- **Text segment**

▼

Nuxeo 2019 - Mincong Huang

Overview

Today, I would like to share what I did this year at Nuxeo. Nuxeo is a content management platform to build modern business applications. I work at Nuxeo Online Services (NOS) Team, a SaaS (software as a service) application including all online services of Nuxeo: Nuxeo Studio, Nuxeo Marketplace, Nuxeo Connect Dashboard, Nuxeo Register, and command-line tool “nuxeoctl”. In the following paragraphs, I will explain my daily mission as a Software Engineer through 8 parts: plan, code, test, build, release, deploy, operate and monitor.

DevOps cycle Image: DevOps | freeCodeCamp Guide

The NOS Team consists of one product owner, one designer, and five full-stack developers (two focus on the front-end and three focus on the back-end). We use Sprint methodology to organize the team’s work and iterate every two weeks.

Plan

In the NOS Team, we go through several meetings to ensure tasks are prioritized correctly and ensure they can bring actual value to our customers. We have:

Triage — weekly meeting (1h30) to review tickets between product owner, designer, and developers to ensure the ticket is well understood before being inserted into the backlog.

▲

- **Short problem 1**
Pick out every line of the records that contains the word "instance".
The Nuxeo blog post and the records come from separate, unrelated sources.

- **Dataset content**

▼

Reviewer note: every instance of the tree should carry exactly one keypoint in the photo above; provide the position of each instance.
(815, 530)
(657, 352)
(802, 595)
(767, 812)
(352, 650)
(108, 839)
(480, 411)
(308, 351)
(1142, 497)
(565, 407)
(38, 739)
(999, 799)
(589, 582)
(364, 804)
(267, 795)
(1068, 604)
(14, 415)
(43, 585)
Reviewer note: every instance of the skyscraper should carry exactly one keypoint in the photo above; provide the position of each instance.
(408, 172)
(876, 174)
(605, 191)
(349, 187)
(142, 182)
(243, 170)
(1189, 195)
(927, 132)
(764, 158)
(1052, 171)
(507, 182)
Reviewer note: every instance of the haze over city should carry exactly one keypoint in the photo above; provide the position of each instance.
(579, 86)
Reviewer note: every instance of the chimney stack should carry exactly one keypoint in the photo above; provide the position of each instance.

▲

- **Short problem 2**
According to the Nuxeo blog post, how often is the NOS Team's triage meeting held, and how long does it last?

- **Finished answer 1**
Reviewer note: every instance of the tree should carry exactly one keypoint in the photo above; provide the position of each instance.
Reviewer note: every instance of the skyscraper should carry exactly one keypoint in the photo above; provide the position of each instance.
Reviewer note: every instance of the haze over city should carry exactly one keypoint in the photo above; provide the position of each instance.
Reviewer note: every instance of the chimney stack should carry exactly one keypoint in the photo above; provide the position of each instance.

- **Finished answer 2**
It is held weekly and lasts 1h30.